▸ **BRIEF**
Would you repeat all of the records underneath, exactly as written?

▸ **DATASET EXCERPTS**

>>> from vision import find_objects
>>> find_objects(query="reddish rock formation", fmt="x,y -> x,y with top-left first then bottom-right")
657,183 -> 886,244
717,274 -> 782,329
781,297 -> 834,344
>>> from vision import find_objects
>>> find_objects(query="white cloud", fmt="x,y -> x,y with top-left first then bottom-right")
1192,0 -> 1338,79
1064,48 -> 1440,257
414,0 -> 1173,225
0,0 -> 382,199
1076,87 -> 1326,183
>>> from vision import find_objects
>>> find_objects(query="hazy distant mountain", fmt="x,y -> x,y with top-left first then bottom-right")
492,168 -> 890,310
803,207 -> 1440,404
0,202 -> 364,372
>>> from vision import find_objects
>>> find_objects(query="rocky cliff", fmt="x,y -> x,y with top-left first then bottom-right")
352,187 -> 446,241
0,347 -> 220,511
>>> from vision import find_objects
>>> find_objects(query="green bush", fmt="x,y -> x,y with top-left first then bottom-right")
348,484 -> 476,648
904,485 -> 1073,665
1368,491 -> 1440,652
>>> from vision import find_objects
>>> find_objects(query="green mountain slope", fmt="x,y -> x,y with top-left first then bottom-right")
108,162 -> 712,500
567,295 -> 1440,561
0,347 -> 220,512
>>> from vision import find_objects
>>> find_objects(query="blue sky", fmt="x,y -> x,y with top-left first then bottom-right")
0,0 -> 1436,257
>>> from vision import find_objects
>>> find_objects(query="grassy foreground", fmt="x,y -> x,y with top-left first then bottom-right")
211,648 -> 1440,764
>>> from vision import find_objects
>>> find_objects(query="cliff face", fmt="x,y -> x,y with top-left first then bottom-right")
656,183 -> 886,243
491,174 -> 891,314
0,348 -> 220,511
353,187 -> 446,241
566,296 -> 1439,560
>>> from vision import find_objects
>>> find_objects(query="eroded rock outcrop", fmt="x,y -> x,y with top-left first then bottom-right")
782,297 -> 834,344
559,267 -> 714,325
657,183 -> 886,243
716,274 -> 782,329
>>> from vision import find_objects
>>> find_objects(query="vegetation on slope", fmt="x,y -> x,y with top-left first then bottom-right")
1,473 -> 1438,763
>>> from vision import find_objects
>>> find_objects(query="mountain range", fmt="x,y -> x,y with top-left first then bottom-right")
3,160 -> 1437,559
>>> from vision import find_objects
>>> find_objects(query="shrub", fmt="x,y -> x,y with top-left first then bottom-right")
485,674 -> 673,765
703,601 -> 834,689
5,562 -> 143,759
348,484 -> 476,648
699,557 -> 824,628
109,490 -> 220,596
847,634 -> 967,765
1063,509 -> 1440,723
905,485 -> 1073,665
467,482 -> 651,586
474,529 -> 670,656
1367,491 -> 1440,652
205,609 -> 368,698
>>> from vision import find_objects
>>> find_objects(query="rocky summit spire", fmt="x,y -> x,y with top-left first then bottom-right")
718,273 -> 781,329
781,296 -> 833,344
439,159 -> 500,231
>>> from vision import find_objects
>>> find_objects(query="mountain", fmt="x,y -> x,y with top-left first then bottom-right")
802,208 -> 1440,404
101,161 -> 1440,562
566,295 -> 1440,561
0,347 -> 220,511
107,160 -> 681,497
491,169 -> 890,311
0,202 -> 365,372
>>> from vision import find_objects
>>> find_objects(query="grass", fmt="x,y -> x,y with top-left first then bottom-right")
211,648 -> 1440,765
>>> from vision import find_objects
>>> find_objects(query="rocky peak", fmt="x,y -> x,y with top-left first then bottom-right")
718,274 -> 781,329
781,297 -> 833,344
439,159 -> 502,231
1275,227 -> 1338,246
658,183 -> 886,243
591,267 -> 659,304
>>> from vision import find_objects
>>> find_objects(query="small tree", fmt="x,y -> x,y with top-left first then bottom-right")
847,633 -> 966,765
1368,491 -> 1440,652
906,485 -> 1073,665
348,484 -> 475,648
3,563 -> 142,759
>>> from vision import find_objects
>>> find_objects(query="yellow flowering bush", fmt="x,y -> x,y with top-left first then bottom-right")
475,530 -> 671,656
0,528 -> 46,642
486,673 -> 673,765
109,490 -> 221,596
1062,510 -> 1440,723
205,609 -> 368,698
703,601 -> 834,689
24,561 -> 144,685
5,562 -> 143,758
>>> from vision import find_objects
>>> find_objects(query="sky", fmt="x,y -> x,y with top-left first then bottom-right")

▸ **SOLUTION TO THE EXERCISE**
>>> from vision import find_objects
>>> find_objects(query="reddish rock formation", fmt="x,y -> x,y with top-left first then bottom-right")
657,183 -> 886,244
717,274 -> 782,329
781,297 -> 834,344
>>> from vision import find_objects
>>> find_objects(query="white cloud", fmt="x,y -> x,y with top-left first then bottom-right")
1192,0 -> 1338,79
1064,48 -> 1440,257
414,0 -> 1173,225
0,0 -> 382,199
1076,87 -> 1326,183
>>> from vision import find_objects
>>> find_objects(query="hazy distant mountain", fmt="x,y -> x,y with top-left first then bottom-right")
492,168 -> 890,310
803,207 -> 1440,404
0,202 -> 364,372
>>> from vision import find_objects
>>> find_objects(query="rocky cliff", fmt="x,y -> x,y with top-left first then bottom-right")
352,187 -> 446,241
0,347 -> 220,511
>>> from vision import find_objects
>>> find_objects(query="green bush", fmt="x,y -> x,y with top-left first then bottom-right")
348,484 -> 476,648
904,485 -> 1073,665
1368,491 -> 1440,652
>>> from vision import find_objects
>>> find_objects(query="green mountain slope", fmt="x,y -> x,y with top-left first then bottom-right")
108,162 -> 712,500
567,295 -> 1440,561
0,347 -> 220,512
>>> from vision import find_objects
>>> find_objects(query="blue sky", fmt="x,y -> x,y with top-left first then bottom-right")
0,0 -> 1436,257
>>> from vision import find_objects
>>> find_objects(query="grassy foreground", fmt="x,y -> x,y with top-left first then bottom-right")
211,648 -> 1440,764
>>> from vision import find_objects
>>> find_objects(query="cliff face", fmt="x,y -> x,y with top-left first then bottom-right")
656,183 -> 886,243
491,174 -> 891,314
0,348 -> 220,511
353,187 -> 446,241
566,296 -> 1439,560
>>> from vision import find_objects
>>> find_objects(query="eroded rock outcrop", fmt="x,y -> x,y with top-left first then bottom-right")
782,297 -> 834,344
559,267 -> 714,325
657,183 -> 886,243
716,274 -> 782,329
>>> from vision import find_objects
>>> find_objects(query="vegetation on slope", fmt="x,y -> x,y with top-left first then bottom-right")
1,473 -> 1438,763
>>> from vision import find_objects
>>> find_objects(query="mountain range", fmt="x,y -> x,y with top-left first then bottom-right")
3,160 -> 1437,559
>>> from vision import find_objects
>>> find_objects(query="shrub", fmt="x,y -> x,y with top-left first then bottom-right")
485,674 -> 673,765
703,601 -> 834,689
5,562 -> 143,759
348,484 -> 476,648
699,557 -> 824,628
109,490 -> 220,596
847,634 -> 967,765
1063,509 -> 1440,723
905,485 -> 1073,665
467,482 -> 651,586
474,529 -> 670,656
1367,491 -> 1440,652
205,609 -> 368,698
>>> from vision import find_objects
>>> find_objects(query="rocky summit spire", fmt="x,y -> x,y with top-left first then bottom-right")
718,273 -> 781,329
781,296 -> 833,344
439,159 -> 500,231
>>> from vision import find_objects
>>> find_objects(query="mountain", fmt="x,y -> x,y with top-left first then bottom-right")
802,208 -> 1440,404
101,161 -> 1440,562
566,295 -> 1440,561
0,347 -> 220,511
107,160 -> 681,497
491,169 -> 890,311
0,202 -> 365,372
>>> from vision import find_objects
>>> find_objects(query="grass", fmt="x,y -> x,y with top-left first then bottom-right")
211,648 -> 1440,765
>>> from vision import find_objects
>>> find_objects(query="rocky peak", fmt="x,y -> x,y with top-left first then bottom-right")
718,274 -> 781,329
781,297 -> 833,344
439,159 -> 502,231
1275,227 -> 1338,246
658,183 -> 886,243
591,267 -> 659,304
>>> from vision import find_objects
>>> find_objects(query="small tree", fmt="x,y -> x,y with top-left first then bottom-right")
847,633 -> 966,765
1368,491 -> 1440,652
906,485 -> 1073,665
348,484 -> 475,648
3,563 -> 142,759
>>> from vision import find_objects
>>> find_objects(query="yellow flowering bush", fmt="x,y -> x,y with top-left first then bottom-right")
475,530 -> 671,656
0,528 -> 46,642
486,673 -> 673,765
109,490 -> 221,596
1062,510 -> 1440,723
205,609 -> 368,698
703,601 -> 834,689
24,561 -> 144,685
5,562 -> 143,758
>>> from vision import find_objects
>>> find_objects(query="sky", fmt="x,y -> x,y with top-left first then bottom-right")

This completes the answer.